## Exercise requirements:
Transcribe the forum thread on theme park entry fees from "I thought most" up to and including "be a child.".

## Excerpted passage:
= = = = =

So obviously it's wrong to lie about childs age to get them in free.
So what about when there are disabled people.. Going to. Use my cousin as an example. He's in one of the big electric chairs. Paralysed neck.down..no way could go in any rides of any kind. But he still. Pays entry fee to take his children.. He doesn't begrudge it. But to me I don't think he should have to pay..if.i remember correctly when Peppa pig World opened at paultons Park he took his kids and wife. He still had to pay full fee.
Or. Am I missing the point? ( probably am lol)
I go to theme parks with my family. I don't go on rides due to a medical reason ( but not disabled) but happy to pay to get in though.. Altho. It would be nice for maybe people who go on rides is to have a wrist band and those who don't maybe pay a bit less to spectate and enjoy the day still with family?
Yeah I know that I didn't explain properly sorry x I meant maybe a wristband or concessions things would be good for those who don't ride.. I think evening I could I wouldn't go on majority of the rides.. Too scared haha
I totally agree - I might be wrong but I think Blackpool Pleasure Beach now have a reduced rate for people who don't want to go on the rides - and about time too . Everyone needs a family member or friend to hold the coats and bags as well as suss out the candy floss and seafood stalls.
I thought most few theme parks do a high-priced "wristband" for going on the rides and a lower-priced entry-only ticket? Is that not very common after all then? Blackpool Pleasure Beach is one that does. (They actually used to let you in for free, I believe they introduced a £6 charge because they didn't want people coming in and loitering around.)
Well yeah loads of people who pay for theme parks don't go on the rides because they're just paying to go in and supervise their kids. AFAIK a person accompanying a disabled person can get free entry as a carer for most places and the carer can be a child.
Individual ride pricing or wristband systems are a different way of doing things that attract a different type of audience and require different staffing, marketing etc. There are advantages and disadvantages to both and companies adapt to the market demand. In general you tend to get more of the entry fee type places at destinations where people will have decided to go in advance because that’s what they’re looking for and then places with more variable pricing in amoung other attractions (e.g. Blackpool) or serving a more local audience where a high price would be much less attractive to people who might only want to stay a while or who are just passing and hadn’t already decided to go. But the destination places tend to spend more on ambiance and the experience of being in the park (because that’s part of their attraction and why lots of parents are prepared to take their kids for a full day).

= = = = =

[Source data]
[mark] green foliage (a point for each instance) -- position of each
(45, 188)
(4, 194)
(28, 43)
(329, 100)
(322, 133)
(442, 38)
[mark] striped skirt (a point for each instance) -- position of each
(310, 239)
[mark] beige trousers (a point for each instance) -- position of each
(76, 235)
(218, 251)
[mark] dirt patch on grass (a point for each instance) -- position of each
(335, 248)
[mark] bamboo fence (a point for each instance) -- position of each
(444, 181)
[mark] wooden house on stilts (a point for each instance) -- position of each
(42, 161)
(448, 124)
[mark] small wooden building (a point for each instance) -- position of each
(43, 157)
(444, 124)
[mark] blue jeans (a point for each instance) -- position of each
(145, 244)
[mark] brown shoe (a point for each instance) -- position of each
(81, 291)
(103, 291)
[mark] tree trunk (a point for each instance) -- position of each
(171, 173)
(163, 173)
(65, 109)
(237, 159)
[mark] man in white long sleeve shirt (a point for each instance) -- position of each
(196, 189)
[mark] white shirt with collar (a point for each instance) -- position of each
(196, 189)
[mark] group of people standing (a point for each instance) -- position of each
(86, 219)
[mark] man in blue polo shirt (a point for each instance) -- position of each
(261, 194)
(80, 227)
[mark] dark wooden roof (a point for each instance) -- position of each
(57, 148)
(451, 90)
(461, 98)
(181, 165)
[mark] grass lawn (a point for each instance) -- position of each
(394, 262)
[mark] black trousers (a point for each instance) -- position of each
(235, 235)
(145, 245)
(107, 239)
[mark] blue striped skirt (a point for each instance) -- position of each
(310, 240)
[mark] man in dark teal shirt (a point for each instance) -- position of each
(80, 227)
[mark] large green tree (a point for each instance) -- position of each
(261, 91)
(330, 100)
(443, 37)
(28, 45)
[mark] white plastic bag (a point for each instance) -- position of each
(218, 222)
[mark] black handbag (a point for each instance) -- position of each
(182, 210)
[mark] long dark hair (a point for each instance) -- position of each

= = = = =

## Exercise solution:
I thought most few theme parks do a high-priced "wristband" for going on the rides and a lower-priced entry-only ticket? Is that not very common after all then? Blackpool Pleasure Beach is one that does. (They actually used to let you in for free, I believe they introduced a £6 charge because they didn't want people coming in and loitering around.)
Well yeah loads of people who pay for theme parks don't go on the rides because they're just paying to go in and supervise their kids. AFAIK a person accompanying a disabled person can get free entry as a carer for most places and the carer can be a child.